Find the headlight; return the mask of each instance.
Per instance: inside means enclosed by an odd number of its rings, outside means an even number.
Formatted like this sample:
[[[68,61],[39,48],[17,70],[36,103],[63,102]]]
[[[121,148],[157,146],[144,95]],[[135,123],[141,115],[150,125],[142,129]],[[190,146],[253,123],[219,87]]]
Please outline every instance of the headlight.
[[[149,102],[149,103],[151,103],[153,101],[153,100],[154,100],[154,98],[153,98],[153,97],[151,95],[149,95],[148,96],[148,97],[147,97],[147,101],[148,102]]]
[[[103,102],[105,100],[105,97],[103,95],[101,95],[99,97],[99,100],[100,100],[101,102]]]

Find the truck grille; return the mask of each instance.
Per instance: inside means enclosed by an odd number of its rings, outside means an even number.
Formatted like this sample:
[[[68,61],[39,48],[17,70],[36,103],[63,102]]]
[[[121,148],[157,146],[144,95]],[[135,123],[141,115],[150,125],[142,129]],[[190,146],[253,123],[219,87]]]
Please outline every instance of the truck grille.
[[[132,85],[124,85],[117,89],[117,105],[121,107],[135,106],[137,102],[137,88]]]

☆ ☆ ☆ ☆

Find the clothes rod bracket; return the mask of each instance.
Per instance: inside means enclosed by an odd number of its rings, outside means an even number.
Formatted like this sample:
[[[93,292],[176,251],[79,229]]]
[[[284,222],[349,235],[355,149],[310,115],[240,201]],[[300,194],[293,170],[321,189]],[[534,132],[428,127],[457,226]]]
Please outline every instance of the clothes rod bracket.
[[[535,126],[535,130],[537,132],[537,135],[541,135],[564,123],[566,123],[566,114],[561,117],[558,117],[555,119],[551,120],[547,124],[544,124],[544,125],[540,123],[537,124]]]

☆ ☆ ☆ ☆

◆ BRIEF
Please copy out everything in the records from the line containing "Find the clothes" down to the line containing "[[[93,292],[176,251],[79,229]]]", with both of those lines included.

◆ ANSWER FOR THE TASK
Find the clothes rod bracket; return the mask of each instance.
Per instance: inside means enclosed by an odd number of its rings, outside means an even number.
Formatted like this sample:
[[[93,292],[176,251],[79,229]]]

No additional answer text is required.